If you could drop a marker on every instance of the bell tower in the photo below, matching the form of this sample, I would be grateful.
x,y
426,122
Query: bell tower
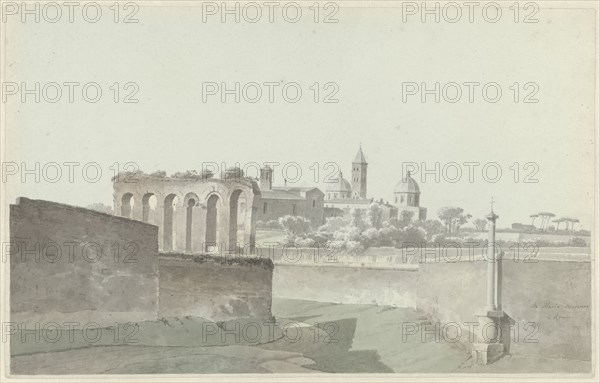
x,y
359,175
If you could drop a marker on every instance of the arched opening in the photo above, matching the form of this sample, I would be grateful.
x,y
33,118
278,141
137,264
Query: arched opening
x,y
127,202
210,238
149,203
188,224
234,202
169,222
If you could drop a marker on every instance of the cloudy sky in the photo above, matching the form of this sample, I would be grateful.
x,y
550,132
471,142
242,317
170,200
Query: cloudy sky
x,y
369,56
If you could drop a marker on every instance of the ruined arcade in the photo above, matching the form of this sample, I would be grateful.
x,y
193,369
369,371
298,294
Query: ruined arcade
x,y
194,214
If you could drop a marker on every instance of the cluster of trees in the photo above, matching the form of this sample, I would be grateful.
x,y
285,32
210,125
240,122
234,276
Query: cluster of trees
x,y
363,229
545,218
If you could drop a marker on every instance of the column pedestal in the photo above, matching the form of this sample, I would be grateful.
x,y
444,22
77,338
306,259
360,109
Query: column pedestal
x,y
492,333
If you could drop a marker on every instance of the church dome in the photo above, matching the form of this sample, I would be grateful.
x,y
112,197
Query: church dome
x,y
407,185
340,184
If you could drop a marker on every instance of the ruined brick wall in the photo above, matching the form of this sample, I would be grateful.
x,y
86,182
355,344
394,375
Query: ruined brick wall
x,y
215,288
70,264
277,208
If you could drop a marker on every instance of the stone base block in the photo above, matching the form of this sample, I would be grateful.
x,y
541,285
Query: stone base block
x,y
487,353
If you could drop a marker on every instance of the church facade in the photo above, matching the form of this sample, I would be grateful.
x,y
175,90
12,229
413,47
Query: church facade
x,y
342,196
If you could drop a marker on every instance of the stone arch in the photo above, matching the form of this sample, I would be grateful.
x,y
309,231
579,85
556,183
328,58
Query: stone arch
x,y
212,218
190,201
149,202
127,202
169,220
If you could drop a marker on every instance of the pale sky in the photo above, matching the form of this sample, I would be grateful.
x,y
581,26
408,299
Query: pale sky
x,y
369,54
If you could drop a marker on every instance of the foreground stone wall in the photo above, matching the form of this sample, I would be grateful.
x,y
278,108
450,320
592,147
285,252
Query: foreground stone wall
x,y
550,302
346,284
70,264
215,288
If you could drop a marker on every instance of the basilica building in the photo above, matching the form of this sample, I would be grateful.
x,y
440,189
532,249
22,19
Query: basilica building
x,y
342,196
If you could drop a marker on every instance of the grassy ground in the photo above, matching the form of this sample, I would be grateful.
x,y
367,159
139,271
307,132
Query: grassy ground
x,y
310,337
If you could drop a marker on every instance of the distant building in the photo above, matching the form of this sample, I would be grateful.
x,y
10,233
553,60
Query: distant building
x,y
279,201
407,197
341,195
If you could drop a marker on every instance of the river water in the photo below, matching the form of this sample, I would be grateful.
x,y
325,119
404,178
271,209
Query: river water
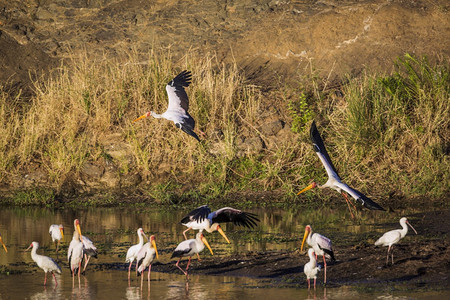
x,y
114,230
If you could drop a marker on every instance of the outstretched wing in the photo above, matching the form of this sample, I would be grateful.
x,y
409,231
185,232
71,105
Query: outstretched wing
x,y
178,99
237,217
199,214
321,151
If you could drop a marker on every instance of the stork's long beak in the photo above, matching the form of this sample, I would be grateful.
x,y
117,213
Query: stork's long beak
x,y
156,249
411,226
3,244
304,239
223,234
311,186
79,232
207,245
141,117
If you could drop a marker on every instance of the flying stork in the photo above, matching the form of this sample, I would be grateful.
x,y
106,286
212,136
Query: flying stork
x,y
44,262
321,246
334,181
177,111
393,237
202,218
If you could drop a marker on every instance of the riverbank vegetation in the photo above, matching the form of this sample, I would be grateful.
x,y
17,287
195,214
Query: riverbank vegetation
x,y
388,134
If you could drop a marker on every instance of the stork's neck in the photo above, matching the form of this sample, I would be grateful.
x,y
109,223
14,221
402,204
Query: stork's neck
x,y
155,115
141,238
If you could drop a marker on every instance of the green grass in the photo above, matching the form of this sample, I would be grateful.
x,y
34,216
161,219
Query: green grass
x,y
386,133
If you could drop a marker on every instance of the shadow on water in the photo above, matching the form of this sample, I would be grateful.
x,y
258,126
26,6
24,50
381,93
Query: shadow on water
x,y
114,231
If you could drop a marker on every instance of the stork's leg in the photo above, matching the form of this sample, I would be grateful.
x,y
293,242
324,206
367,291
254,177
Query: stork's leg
x,y
56,282
129,270
87,261
184,232
348,204
149,271
180,267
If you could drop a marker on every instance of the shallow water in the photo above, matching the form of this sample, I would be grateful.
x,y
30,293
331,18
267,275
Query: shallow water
x,y
114,230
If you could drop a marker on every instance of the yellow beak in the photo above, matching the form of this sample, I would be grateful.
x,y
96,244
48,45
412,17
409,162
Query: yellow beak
x,y
304,239
156,249
207,245
141,117
223,234
3,244
312,185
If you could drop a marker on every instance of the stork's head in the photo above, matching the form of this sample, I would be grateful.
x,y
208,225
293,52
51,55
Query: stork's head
x,y
147,114
203,239
307,232
216,227
311,186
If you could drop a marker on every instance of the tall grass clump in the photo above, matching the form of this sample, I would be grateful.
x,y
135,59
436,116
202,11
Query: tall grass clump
x,y
392,133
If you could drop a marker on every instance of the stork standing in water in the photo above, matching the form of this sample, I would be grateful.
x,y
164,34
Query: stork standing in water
x,y
145,258
321,246
177,111
57,234
189,248
311,269
3,244
134,250
202,218
75,251
334,181
393,237
44,262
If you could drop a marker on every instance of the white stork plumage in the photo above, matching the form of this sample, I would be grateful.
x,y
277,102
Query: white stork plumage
x,y
394,236
334,181
134,250
44,262
177,110
321,246
202,218
189,248
3,244
145,257
57,234
75,251
311,269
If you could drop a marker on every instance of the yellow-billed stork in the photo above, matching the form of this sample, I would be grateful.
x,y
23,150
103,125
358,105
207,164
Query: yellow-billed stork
x,y
321,246
394,236
334,181
177,110
311,269
189,248
44,262
57,234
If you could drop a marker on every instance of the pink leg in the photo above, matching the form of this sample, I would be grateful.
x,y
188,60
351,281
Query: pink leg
x,y
56,282
180,267
149,271
184,232
189,261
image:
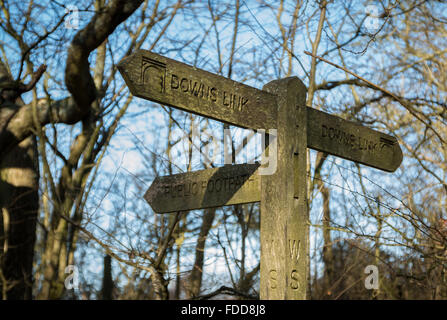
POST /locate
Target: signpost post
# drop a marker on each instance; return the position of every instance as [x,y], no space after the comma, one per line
[283,193]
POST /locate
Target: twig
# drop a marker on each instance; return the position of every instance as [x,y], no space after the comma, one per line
[374,86]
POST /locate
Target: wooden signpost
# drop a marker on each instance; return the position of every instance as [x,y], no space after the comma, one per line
[283,194]
[208,188]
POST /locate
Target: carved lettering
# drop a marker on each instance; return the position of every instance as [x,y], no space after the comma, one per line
[294,284]
[294,249]
[349,139]
[273,274]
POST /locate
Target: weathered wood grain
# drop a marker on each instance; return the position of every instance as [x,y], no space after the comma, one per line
[160,79]
[284,214]
[351,141]
[228,185]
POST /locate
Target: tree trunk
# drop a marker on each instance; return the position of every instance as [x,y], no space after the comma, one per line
[195,279]
[19,201]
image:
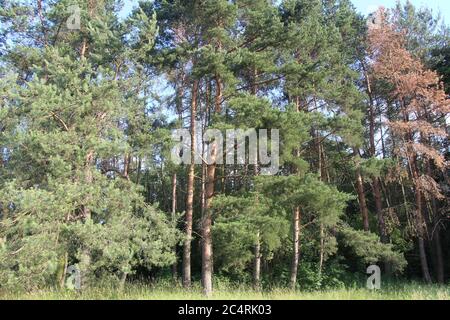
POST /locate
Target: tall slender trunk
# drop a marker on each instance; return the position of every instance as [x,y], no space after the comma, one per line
[296,220]
[296,248]
[361,196]
[420,222]
[207,248]
[257,263]
[174,221]
[362,200]
[190,194]
[436,233]
[257,247]
[372,151]
[322,248]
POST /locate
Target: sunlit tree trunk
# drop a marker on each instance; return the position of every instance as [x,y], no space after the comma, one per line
[190,194]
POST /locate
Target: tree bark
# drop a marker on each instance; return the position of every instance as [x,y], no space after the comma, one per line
[420,222]
[257,263]
[190,194]
[362,200]
[296,247]
[207,248]
[174,212]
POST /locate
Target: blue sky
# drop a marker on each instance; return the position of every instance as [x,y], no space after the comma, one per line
[442,6]
[367,6]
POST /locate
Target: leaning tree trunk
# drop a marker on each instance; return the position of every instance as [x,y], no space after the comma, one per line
[174,221]
[420,222]
[207,248]
[296,220]
[190,194]
[296,247]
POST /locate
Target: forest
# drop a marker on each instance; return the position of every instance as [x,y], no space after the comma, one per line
[92,103]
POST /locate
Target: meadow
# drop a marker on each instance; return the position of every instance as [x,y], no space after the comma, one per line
[409,291]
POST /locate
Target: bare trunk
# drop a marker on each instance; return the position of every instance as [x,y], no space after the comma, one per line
[296,246]
[436,234]
[206,228]
[190,194]
[420,223]
[207,248]
[362,200]
[257,264]
[375,182]
[440,273]
[174,221]
[322,248]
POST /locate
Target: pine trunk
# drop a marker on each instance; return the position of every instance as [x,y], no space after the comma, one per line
[362,200]
[174,221]
[190,194]
[296,247]
[257,264]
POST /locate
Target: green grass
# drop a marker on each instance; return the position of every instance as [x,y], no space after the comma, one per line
[164,292]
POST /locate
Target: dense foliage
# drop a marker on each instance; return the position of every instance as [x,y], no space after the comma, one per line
[86,115]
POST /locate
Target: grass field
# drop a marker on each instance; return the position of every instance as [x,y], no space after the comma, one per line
[139,292]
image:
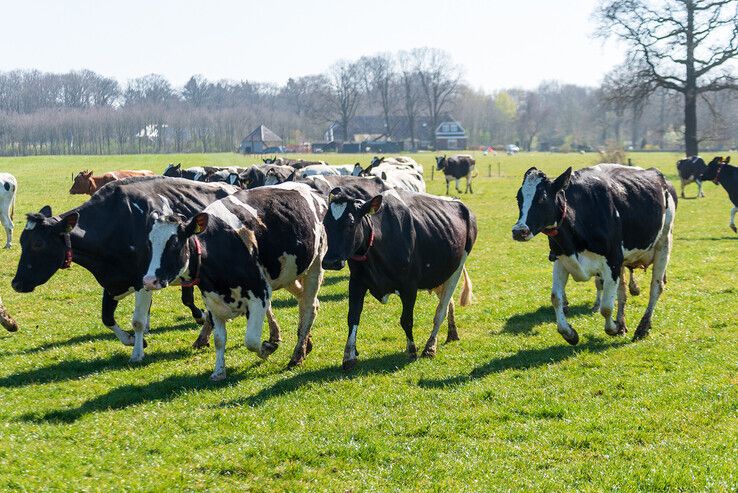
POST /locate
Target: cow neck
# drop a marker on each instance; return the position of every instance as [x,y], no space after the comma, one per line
[194,265]
[563,207]
[362,257]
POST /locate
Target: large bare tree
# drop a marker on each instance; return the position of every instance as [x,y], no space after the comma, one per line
[681,45]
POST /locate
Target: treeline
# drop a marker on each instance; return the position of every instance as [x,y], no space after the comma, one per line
[87,113]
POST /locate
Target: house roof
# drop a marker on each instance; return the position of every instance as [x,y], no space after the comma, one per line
[262,134]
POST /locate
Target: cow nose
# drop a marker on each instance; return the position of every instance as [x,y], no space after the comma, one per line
[151,283]
[333,264]
[521,233]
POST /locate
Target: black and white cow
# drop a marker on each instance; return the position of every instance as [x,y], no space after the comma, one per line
[722,173]
[400,242]
[196,173]
[455,168]
[108,236]
[600,220]
[239,250]
[690,170]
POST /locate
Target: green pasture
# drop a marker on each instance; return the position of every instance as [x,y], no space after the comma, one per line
[510,407]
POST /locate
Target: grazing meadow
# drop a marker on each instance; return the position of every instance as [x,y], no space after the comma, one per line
[511,406]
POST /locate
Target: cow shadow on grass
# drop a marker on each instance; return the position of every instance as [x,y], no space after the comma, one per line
[172,387]
[527,359]
[523,323]
[104,336]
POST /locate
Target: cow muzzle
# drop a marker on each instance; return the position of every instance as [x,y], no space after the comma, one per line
[337,264]
[521,232]
[152,283]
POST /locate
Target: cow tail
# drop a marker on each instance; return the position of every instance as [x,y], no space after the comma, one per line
[466,289]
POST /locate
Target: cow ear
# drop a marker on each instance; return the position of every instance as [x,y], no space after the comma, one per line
[371,207]
[68,222]
[197,224]
[562,182]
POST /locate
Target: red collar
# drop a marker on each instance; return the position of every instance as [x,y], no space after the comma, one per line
[717,174]
[363,257]
[195,281]
[555,230]
[68,255]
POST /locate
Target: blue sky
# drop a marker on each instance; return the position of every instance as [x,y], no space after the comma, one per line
[499,43]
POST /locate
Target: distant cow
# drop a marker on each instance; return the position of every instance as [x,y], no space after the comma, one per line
[195,173]
[455,168]
[400,242]
[720,172]
[690,170]
[108,236]
[239,250]
[85,183]
[600,220]
[8,188]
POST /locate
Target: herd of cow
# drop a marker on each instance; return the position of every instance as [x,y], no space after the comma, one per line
[240,234]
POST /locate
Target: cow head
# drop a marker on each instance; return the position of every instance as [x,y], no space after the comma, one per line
[173,170]
[341,223]
[43,248]
[537,203]
[170,252]
[83,184]
[712,172]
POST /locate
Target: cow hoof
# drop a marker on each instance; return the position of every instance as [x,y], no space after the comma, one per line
[218,376]
[570,336]
[267,348]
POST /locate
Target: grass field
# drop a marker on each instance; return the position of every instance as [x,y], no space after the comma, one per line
[509,407]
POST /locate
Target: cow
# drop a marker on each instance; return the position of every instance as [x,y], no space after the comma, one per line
[6,320]
[455,168]
[195,173]
[722,173]
[108,236]
[600,220]
[400,242]
[8,189]
[690,170]
[330,170]
[85,183]
[239,250]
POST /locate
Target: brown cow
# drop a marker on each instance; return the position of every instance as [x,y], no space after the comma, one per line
[84,182]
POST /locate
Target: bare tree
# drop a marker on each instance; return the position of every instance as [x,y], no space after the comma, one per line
[439,78]
[681,45]
[343,94]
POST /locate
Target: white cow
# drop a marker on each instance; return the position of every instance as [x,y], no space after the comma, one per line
[8,187]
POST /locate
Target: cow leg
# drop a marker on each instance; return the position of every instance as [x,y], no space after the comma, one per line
[408,298]
[188,300]
[357,292]
[219,338]
[633,287]
[109,304]
[8,225]
[622,298]
[598,296]
[448,290]
[257,309]
[558,290]
[658,274]
[308,306]
[138,321]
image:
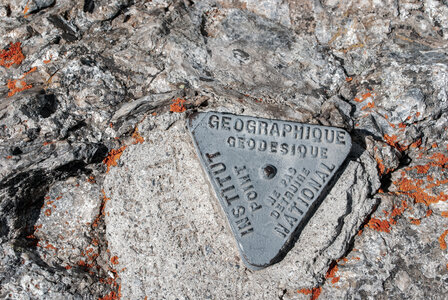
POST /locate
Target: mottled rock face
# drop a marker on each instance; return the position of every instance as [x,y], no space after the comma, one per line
[102,193]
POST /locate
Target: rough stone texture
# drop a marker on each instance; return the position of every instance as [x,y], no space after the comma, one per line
[104,68]
[185,244]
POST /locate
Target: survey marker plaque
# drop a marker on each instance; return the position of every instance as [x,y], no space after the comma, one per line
[269,176]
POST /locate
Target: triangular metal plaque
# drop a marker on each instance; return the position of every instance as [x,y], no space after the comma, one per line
[268,176]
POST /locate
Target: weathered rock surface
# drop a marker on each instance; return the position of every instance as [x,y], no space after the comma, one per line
[95,71]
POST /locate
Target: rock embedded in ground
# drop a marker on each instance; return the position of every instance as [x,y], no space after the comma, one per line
[168,232]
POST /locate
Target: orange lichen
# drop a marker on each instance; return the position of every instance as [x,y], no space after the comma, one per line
[137,137]
[47,61]
[420,190]
[112,295]
[178,105]
[391,140]
[442,240]
[366,95]
[315,292]
[379,225]
[25,10]
[15,88]
[29,72]
[112,157]
[385,225]
[12,56]
[114,260]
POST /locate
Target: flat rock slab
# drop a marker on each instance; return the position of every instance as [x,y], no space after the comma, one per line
[172,239]
[269,176]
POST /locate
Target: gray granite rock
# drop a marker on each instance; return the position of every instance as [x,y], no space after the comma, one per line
[101,69]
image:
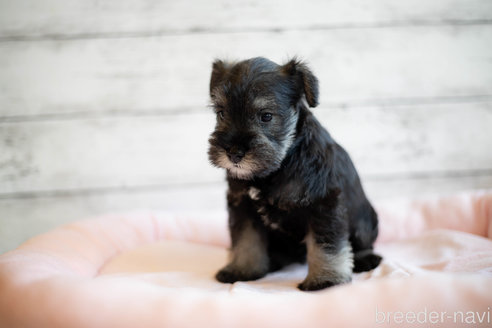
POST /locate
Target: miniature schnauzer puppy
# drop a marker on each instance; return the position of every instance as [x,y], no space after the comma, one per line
[294,194]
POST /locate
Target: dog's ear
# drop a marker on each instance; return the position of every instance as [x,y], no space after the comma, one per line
[219,68]
[305,78]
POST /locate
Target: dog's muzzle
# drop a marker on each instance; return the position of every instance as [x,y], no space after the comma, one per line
[235,154]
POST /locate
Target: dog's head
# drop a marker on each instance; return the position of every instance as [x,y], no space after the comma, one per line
[257,106]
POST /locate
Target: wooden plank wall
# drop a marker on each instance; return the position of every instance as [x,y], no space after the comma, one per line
[103,104]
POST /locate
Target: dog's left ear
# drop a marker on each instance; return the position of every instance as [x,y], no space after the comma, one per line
[306,79]
[219,69]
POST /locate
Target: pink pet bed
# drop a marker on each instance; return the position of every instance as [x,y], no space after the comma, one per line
[156,270]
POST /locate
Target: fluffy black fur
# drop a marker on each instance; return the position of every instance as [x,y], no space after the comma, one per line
[294,194]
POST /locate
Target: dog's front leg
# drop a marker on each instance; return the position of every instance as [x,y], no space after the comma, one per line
[249,250]
[329,253]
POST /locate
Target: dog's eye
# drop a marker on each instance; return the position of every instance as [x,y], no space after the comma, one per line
[266,117]
[220,114]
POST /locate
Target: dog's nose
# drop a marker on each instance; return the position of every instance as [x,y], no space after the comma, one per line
[235,155]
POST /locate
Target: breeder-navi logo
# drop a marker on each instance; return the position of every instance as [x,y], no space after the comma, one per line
[432,317]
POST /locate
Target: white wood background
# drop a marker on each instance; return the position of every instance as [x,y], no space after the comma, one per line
[103,103]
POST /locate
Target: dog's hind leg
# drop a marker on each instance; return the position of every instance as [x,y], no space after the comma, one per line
[362,238]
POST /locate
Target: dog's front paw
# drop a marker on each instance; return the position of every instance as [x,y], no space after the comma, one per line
[366,262]
[312,285]
[228,275]
[307,286]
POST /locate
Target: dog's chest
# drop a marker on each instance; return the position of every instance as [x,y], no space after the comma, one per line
[272,216]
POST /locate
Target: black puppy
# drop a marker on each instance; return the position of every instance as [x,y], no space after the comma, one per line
[293,191]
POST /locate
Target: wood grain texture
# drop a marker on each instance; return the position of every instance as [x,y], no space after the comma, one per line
[169,73]
[23,218]
[172,149]
[83,19]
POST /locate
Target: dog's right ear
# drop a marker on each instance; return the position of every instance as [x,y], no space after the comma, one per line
[219,69]
[308,83]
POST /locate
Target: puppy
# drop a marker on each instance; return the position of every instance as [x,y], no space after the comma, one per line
[294,194]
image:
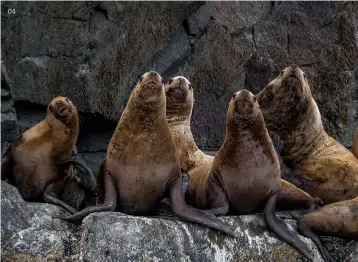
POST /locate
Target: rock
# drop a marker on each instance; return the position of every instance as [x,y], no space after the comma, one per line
[115,237]
[9,129]
[34,231]
[92,52]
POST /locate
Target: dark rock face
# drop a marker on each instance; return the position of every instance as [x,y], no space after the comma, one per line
[92,52]
[35,232]
[9,128]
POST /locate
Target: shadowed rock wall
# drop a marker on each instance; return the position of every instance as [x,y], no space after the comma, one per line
[92,52]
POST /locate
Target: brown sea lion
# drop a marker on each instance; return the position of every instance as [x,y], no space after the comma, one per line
[337,219]
[245,173]
[32,164]
[180,101]
[141,165]
[355,144]
[320,165]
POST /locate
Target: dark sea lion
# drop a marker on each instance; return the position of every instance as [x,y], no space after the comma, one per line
[141,165]
[180,101]
[337,219]
[320,165]
[355,143]
[245,173]
[32,163]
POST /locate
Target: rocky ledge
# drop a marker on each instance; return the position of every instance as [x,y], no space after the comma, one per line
[35,232]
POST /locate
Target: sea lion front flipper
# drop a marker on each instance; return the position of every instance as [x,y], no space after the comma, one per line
[307,232]
[51,195]
[292,197]
[109,204]
[191,214]
[280,230]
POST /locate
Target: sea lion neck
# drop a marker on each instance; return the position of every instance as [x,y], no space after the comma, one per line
[307,137]
[179,115]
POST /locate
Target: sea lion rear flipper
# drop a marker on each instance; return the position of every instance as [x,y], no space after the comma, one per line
[51,196]
[280,230]
[307,232]
[190,214]
[292,197]
[109,204]
[83,174]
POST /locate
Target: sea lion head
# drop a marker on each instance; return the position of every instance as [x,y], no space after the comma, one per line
[179,92]
[244,106]
[285,100]
[149,90]
[62,109]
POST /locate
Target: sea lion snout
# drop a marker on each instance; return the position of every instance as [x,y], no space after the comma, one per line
[151,77]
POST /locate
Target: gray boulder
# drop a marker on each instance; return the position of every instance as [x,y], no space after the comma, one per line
[35,232]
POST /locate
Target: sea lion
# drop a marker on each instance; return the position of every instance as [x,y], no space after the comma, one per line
[180,101]
[245,173]
[141,165]
[32,163]
[78,187]
[355,144]
[320,165]
[337,219]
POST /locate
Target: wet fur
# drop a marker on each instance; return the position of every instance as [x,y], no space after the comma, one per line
[180,100]
[31,164]
[321,166]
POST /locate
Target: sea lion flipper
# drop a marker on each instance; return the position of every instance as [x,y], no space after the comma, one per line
[280,230]
[292,197]
[51,196]
[190,214]
[109,204]
[307,232]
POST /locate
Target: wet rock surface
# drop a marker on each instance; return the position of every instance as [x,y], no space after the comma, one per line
[35,232]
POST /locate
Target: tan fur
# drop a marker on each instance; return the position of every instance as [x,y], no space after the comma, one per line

» **WRITTEN TASK**
Select and copy out every line of the entries above that contains the string "grassy".

» **ANSWER TO THIS TASK**
If you could drop a marker on every instance of the grassy ground in the photo above, matching the form of this sample, I would be grateful.
Query: grassy ground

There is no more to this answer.